Werder Bremen hat es doch noch in die Relegation geschafft. Das viel zitierte "Wunder von der Weser" war aber gar keins. Werder nutzte schlicht die Gunst der Stunde und hat nun alle Möglichkeiten auf seiner Seite.
Auf einmal standen da einige hundert Fans vor dem Weserstadion, wie das in besseren Zeiten immer der Fall ist. Vor dem Ostflügel des Stadions versammelte sich die grün-weiße Gemeinde und huldigte den Protagonisten eines zumindest bemerkenswerten Nachmittags. Vor dem Mannschaftsbus des 1. FC Köln hatte sich eine ordentliche Traube an Menschen angesammelt und jeder Kölner Spieler wurde noch einmal mit warmen Worten und ein bisschen Häme in den Bus verabschiedet. Anthony Modeste wurde sogar eigens besungen, der Angreifer revanchierte sich mit einem herzlichen Winken, bedankte sich bei den Fans und klopfte sich - warum auch immer - auf die Brust. Währenddessen dröhnte drinnen im Bauch des Stadions die Klubhymne in Dauerschleife aus der Werder-Kabine - jene von Union Berlin.
Werder Bremen: Doppelt Schwein gehabt
Es musste offenbar etwas Außergewöhnliches passiert sein, wenn selbst der Gegner unter Beifall vom Osterdeich geleitet wurde. Und, was soll man sagen: Es ist tatsächlich Außergewöhnliches passiert. Werder Bremen hat ein Heimspiel gewonnen und dabei sechs Tore erzielt. Es war der höchste Heimsieg seit elf Jahren und der erst zweite überhaupt in dieser Saison. Den bis dato einzigen fuhr Werder am 1. September des vergangenen Jahres gegen den FC Augsburg ein. 1.000 Minuten hatte die Mannschaft zuletzt im Weserstadion gespielt und dabei ein einziges Törchen geschossen. Und dann innerhalb von nur 70 Minuten deren sechs.

Bereitgestellte Daten >>
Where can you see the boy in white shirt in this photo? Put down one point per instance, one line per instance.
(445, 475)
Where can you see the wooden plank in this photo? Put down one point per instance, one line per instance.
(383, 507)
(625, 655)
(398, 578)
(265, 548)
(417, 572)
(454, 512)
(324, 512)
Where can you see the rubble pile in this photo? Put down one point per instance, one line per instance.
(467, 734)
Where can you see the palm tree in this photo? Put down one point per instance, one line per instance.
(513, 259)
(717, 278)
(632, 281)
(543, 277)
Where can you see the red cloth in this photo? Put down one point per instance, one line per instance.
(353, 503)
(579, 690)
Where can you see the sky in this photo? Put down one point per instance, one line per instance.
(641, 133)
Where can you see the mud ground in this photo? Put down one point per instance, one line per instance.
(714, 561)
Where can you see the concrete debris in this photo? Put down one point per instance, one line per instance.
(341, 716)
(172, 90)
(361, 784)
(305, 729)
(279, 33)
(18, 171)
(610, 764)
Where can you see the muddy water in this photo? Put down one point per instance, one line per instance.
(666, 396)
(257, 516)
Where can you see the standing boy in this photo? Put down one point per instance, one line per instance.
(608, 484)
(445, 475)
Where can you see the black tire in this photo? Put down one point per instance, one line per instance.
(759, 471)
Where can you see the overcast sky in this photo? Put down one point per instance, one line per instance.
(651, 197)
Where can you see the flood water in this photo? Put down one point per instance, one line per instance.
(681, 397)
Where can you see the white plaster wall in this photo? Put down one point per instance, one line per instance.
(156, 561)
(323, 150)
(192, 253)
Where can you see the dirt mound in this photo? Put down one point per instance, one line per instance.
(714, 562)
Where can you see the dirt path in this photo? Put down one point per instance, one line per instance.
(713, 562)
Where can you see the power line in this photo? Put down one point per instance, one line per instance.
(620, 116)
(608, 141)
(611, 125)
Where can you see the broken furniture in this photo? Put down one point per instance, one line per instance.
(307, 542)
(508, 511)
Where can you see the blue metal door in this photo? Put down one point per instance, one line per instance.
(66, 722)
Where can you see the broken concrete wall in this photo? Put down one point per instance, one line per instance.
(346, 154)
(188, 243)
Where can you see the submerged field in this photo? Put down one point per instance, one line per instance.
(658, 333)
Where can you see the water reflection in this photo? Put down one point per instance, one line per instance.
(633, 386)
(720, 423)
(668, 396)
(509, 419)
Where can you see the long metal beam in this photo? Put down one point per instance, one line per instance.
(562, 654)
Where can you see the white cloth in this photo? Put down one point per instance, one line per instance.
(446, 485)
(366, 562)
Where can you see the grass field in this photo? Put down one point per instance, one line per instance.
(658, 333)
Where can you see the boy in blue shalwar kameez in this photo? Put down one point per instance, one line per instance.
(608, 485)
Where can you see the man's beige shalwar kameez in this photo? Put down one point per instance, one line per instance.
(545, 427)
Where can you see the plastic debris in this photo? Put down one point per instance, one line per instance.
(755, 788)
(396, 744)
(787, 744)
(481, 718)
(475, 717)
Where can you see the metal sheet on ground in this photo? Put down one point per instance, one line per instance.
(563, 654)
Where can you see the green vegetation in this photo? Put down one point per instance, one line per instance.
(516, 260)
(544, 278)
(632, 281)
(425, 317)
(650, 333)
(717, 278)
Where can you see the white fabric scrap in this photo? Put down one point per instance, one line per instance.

Aufgabe >> Gib den Absatz im Textauszug, der mit „Es musste offenbar etwas Außergewöhnliches“ beginnt, kürzer wieder. Seine wichtigsten Fakten sollen erhalten bleiben.

Antwort >> Außergewöhnlich war der Nachmittag so sehr, dass selbst der Gegner unter Beifall verabschiedet wurde: Werder Bremen gewann ein Heimspiel mit sechs Toren. Es war der höchste Heimsieg seit elf Jahren. In dieser Saison war es erst der zweite Heimsieg, nach dem Erfolg gegen den FC Augsburg am 1. September des Vorjahres. Zuvor hatte die Mannschaft in 1.000 Minuten im Weserstadion nur ein Tor erzielt, nun gelangen ihr sechs in 70 Minuten.